A precise repetition of every line below is the required answer.

### DATA FOR PROCESSING
#####
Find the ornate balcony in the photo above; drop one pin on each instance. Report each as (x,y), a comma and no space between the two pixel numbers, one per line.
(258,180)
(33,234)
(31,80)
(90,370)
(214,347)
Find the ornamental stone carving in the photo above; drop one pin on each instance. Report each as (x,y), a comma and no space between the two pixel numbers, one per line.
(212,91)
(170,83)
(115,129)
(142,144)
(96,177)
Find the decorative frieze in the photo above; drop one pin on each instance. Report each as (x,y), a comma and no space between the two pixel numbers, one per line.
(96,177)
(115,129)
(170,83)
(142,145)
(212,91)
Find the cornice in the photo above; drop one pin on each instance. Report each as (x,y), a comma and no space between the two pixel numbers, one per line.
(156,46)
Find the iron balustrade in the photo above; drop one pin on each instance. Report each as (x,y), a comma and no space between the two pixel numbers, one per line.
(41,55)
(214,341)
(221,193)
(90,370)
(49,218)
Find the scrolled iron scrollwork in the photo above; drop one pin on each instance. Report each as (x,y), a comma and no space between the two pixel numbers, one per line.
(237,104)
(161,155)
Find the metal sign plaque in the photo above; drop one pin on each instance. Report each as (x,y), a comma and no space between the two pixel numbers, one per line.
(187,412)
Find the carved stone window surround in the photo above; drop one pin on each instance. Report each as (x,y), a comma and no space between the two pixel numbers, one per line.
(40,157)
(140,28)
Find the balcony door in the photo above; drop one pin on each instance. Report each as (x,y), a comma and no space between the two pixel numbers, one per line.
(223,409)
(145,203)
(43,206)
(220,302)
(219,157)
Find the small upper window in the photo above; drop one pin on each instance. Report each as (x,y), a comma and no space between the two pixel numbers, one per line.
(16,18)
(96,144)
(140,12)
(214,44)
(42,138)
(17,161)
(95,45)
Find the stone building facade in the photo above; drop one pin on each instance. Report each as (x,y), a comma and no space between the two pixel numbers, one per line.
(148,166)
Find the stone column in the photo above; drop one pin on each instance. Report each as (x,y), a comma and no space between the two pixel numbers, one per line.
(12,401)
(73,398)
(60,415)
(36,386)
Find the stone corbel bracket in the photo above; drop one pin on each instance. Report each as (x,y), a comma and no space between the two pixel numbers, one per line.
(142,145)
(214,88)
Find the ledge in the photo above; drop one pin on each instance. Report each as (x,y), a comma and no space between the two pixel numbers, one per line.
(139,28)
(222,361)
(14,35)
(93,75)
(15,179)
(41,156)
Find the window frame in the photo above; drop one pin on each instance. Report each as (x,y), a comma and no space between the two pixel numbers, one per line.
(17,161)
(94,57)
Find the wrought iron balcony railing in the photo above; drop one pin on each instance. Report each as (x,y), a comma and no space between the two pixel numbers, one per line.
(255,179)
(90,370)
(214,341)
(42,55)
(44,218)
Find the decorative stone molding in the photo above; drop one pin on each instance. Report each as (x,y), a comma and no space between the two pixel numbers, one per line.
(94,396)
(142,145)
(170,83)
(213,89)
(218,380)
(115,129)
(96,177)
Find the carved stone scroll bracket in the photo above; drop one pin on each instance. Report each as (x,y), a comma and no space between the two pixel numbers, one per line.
#####
### SOLVED EXERCISE
Find the ornate balcony in the photo above; drop one pin on each instance. Report each as (x,y), a comma and no space between the two pixel numbers, one per line.
(258,180)
(33,234)
(31,80)
(90,370)
(214,347)
Find the ornamental stone carving in the photo above; drop one pin on each instance. Report each as (x,y), a comma and no space between the two pixel numbers, one per line.
(212,91)
(170,83)
(115,129)
(142,144)
(96,177)
Find the decorative frieze in the photo above; drop one pin on each instance. Report each as (x,y), a comma and no space between the two pixel numbers, one per line.
(96,177)
(115,129)
(170,83)
(142,145)
(212,91)
Find the cornice in the photo above; drop one pin on each instance. Report each as (x,y), a comma and no space between the two pixel numbers, one per line.
(156,46)
Find the iron balustrade in the photo above; drop one pin on each instance. Report each as (x,y), a comma and no space between the two pixel numbers, one per line.
(41,55)
(214,341)
(221,193)
(90,370)
(49,218)
Find the scrolled iron scrollwork in the photo above; drop one pin on each instance. Report each as (x,y), a comma and no space between the two pixel numbers, one per line.
(237,104)
(161,155)
Find the metal sign plaque in the photo above; drop one pin on each instance. Report each as (x,y), a comma and no space between the two pixel numbers, one per line.
(187,412)
Find the carved stone window surround in the photo above; drop one pin on each instance. Report each as (x,y), a comma and no space between the two pixel numbers, one per line.
(40,157)
(140,28)
Find the balcony door in the photo above; drop one pin on each instance. Report each as (x,y), a comma and no space between the two pixel numbers, one per line.
(223,409)
(145,203)
(43,206)
(220,302)
(219,157)
Find the small upper window in the photo above; drop one pin on each instance. Report each as (x,y), a comma and no space between the two pixel numbers, one per line.
(16,18)
(96,144)
(140,12)
(214,44)
(42,138)
(17,161)
(95,45)
Find the stone building facade in the photo above; drop one pin on each instance. Report each as (x,y), a comma and no space between the two pixel numbers, one per line.
(148,166)
Find the stone column in the photo above; drop one pin on each instance. Report each as (x,y), a comma and no space between the two pixel numbers, one per line.
(12,401)
(73,398)
(60,415)
(36,386)
Find the stone corbel bracket in the photo above; drop one pin on each instance. Report each as (x,y), a comma and no space between the two pixel numbers, one per line.
(142,145)
(214,88)
Find the ledge in the photo above; drop one pin on each instance. Report each as (x,y), a comma and no space between the two pixel numbers, one per line.
(139,28)
(222,361)
(14,35)
(93,75)
(15,179)
(41,156)
Find the window frame in the photo above; drop one pin on each instance. Report each as (x,y), a comma and no space between the two pixel numbers, one per line.
(17,161)
(94,57)
Find the wrought iron balcony railing in the photo above; drop one pin on each instance. Report each as (x,y), a comma and no space between the two pixel numbers, one per line.
(255,179)
(90,370)
(214,341)
(42,55)
(44,218)
Find the decorative stone molding in the photo above; drop one pin on each instance. Report each as (x,y), a comma and no space between the two pixel numbers, one per line.
(94,396)
(142,145)
(170,83)
(213,89)
(218,380)
(115,129)
(96,177)
Find the carved stone scroll bracket in the photo above; drop one pin on each instance. Report each as (x,y), a comma and no space between the two pixel numbers, one per line.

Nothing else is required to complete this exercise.